(Pointing dataset excerpts)
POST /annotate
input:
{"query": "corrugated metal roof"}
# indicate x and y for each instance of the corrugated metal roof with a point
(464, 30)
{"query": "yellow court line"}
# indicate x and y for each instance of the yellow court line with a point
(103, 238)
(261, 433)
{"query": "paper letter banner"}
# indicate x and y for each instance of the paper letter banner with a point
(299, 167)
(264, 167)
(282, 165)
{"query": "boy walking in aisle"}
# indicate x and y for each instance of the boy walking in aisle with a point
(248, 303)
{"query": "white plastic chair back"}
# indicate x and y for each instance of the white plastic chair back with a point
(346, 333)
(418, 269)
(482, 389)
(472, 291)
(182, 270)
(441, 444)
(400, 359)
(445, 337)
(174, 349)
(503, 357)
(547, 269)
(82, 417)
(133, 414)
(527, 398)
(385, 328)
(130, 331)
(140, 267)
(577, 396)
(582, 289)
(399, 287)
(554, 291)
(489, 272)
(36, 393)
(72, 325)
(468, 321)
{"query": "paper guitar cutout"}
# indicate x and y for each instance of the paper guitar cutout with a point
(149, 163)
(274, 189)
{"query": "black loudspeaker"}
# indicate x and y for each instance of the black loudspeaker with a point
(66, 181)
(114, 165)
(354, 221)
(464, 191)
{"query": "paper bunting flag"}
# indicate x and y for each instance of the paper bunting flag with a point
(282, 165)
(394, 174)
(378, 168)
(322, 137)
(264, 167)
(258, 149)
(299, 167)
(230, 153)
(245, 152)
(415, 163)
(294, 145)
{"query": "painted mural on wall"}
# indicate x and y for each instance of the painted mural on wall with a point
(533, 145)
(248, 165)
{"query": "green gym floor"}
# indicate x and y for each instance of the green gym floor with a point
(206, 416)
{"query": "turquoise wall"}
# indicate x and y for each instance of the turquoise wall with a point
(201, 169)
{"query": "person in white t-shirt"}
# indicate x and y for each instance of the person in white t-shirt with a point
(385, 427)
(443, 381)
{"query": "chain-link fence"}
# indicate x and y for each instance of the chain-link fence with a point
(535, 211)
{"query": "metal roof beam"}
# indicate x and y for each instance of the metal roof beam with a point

▸ Objective
Reproduce the material above exactly; please quote every line of it.

▸ Result
POST /annotate
input:
{"query": "corrugated metal roof"}
# indicate x and y for each instance of the corrugated metal roof with a point
(464, 30)
{"query": "yellow court line"}
# indicate x and y for each instance of the yellow court line with a point
(103, 238)
(261, 433)
{"query": "paper letter banner"}
# indicate x and y for each instance of the paper letter banner with a point
(299, 167)
(264, 167)
(282, 165)
{"query": "boy walking in aisle"}
# indicate x and y for each instance of the boy walking in aisle with a point
(248, 303)
{"query": "white plastic chair back"}
# indicate x and y for each instance of the white plastic chair back with a point
(346, 333)
(418, 269)
(482, 389)
(472, 291)
(182, 270)
(441, 444)
(400, 359)
(445, 337)
(174, 349)
(503, 357)
(547, 269)
(82, 417)
(133, 414)
(527, 398)
(385, 328)
(130, 331)
(140, 267)
(577, 396)
(582, 289)
(399, 287)
(554, 291)
(489, 272)
(36, 393)
(72, 325)
(468, 321)
{"query": "paper guitar cutout"}
# indicate x and y for each instance of the paper guitar cutout with a point
(149, 163)
(274, 189)
{"query": "black loudspeaker"}
# indicate x and y for each instance of the black loudspeaker with a point
(66, 181)
(114, 165)
(354, 221)
(464, 191)
{"query": "paper bunting flag"}
# indicate x and y for each instance of the paper bunting flag with a point
(282, 165)
(394, 174)
(378, 168)
(322, 137)
(264, 167)
(258, 149)
(299, 167)
(230, 153)
(245, 152)
(415, 163)
(294, 145)
{"query": "painted mural on wall"}
# indicate x and y for each instance of the painted mural on wall with a point
(533, 145)
(248, 165)
{"query": "green gym floor"}
# indicate x and y for each instance of the green gym floor with a point
(206, 416)
{"query": "turquoise wall"}
# indicate x and y for each instance of the turquoise wall with a point
(201, 169)
{"query": "person in white t-shirt"}
# indicate x and y for each instance of the person in white t-shirt with a point
(385, 427)
(443, 381)
{"query": "chain-link fence"}
# indicate x and y for each instance of the chain-link fence with a point
(535, 211)
{"query": "metal roof beam"}
# indicate x and y for each instance of the metal roof beam with a point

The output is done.